Dark-Pop Trio OK Button Release Poignant New Single "Flesh & Blood"
Since forming just last year, indie trio OK Button have made noise. Each of their singles has made its way onto major playlists curated by Spotify, already garnering a loyal fanbase of folks who are hypnotized by the band’s dreamy, earnest brand of synth-pop. It’s tough to categorize OK Button, though, because when we think of pop, we think of sunshine and dancing — but we don’t really dance when we listen to OK Button. We sway drowsily, we hang our heads low, we waver to the churn and lurch of our minds. It’s remarkable, then, that the band have managed to stun listeners over and over again even when slashing the expectation of typical “good times” in pop. Instead, OK Button are bringing to light important topics on mental health mimicked by the music: these songs are scary sometimes and they’re profound and they’re haunting.
On the band’s latest single, “Flesh & Blood,” the Scotland-based trio tenderly dissect the emotional implications that abound when family life gets toxic. It’s a heartbreaking piece because the pain here is palpable, but the band give a voice to those who fight day in and day out to emerge from close-to-home struggles. “Music really is a great catharsis for us,” multi-instrumentalist Nass tells us. “Writing about struggles with mental health, doubly so.”

• _RECORDS SUPPLIED_:
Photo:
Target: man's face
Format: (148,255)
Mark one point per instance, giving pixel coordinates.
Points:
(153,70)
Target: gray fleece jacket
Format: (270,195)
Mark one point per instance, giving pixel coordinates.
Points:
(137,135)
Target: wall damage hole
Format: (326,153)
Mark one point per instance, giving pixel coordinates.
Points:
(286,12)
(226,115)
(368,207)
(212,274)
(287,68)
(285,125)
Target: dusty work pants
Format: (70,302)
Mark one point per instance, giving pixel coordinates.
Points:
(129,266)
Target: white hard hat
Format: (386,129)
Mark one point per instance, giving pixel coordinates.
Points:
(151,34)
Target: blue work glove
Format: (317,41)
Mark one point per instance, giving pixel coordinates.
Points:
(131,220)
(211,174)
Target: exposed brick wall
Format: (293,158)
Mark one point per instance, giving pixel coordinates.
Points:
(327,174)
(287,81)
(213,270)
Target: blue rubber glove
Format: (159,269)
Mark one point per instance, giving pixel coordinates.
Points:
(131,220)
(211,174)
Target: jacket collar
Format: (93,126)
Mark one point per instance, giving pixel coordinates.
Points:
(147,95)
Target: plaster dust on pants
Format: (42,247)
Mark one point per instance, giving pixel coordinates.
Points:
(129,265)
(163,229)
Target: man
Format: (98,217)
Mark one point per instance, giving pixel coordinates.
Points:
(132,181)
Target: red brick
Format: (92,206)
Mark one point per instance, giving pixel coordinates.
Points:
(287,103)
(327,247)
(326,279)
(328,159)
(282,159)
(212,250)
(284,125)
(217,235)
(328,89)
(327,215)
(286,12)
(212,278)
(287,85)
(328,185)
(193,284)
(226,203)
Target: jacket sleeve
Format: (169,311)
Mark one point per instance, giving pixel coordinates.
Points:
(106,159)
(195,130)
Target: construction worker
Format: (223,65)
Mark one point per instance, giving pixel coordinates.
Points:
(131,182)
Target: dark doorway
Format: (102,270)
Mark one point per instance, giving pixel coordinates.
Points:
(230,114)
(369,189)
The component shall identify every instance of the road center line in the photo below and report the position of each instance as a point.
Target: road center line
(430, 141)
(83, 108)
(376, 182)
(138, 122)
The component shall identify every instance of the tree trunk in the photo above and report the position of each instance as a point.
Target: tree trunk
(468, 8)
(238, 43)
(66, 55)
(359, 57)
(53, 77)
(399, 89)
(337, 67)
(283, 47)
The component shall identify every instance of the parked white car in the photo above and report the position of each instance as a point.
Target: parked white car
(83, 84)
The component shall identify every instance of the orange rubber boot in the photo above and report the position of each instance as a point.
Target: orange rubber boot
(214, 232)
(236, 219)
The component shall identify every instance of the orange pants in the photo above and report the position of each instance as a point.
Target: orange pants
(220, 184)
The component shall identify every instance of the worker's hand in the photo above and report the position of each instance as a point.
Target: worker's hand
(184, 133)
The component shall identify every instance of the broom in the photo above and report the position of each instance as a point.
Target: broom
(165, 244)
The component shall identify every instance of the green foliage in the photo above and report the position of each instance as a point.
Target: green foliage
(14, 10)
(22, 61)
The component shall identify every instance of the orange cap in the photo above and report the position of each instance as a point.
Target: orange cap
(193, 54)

• _INSTRUCTIONS_:
A – According to the article about OK Button, where is the trio based?
B – Continue the article about OK Button's single "Flesh & Blood" after its last sentence.
The rows are separate material, unrelated to the article about OK Button.

• _RESPONSES IN ORDER_:
A – Scotland.

B –
“Flesh & Blood” opens with breathy vocals traveling like a wisp among a quiet synth line spaced far enough away that Amber’s voice is allowed the room to exhale that first poignant verse. Soon, streams of synth sparkles and percussive slaps begin floating around the vocals before the arrangement bursts into a louder, more expressive level of quiet emotion. The story is told in waves like this that move seamlessly from kissing the shore to diving back into the heart of the ocean, layers of booming percussion and mesmeric echos traveling the length of this dark-pop exploration on mental health.
The music video accompaniment for “Flesh & Blood” is just as dreamy but more visually disturbing. We watch the band deliver an emotive performance that chugs along even when it’s disrupted by puppets and puppeteers alike, acting out the motions and feelings they demand of the band. OK Button plays on while being wrapped up with sprawling lengths of string, a sinister metaphor for heart-deep manipulation. This is the magic of OK Button — they spin stories out of truth and they do not fear the telling.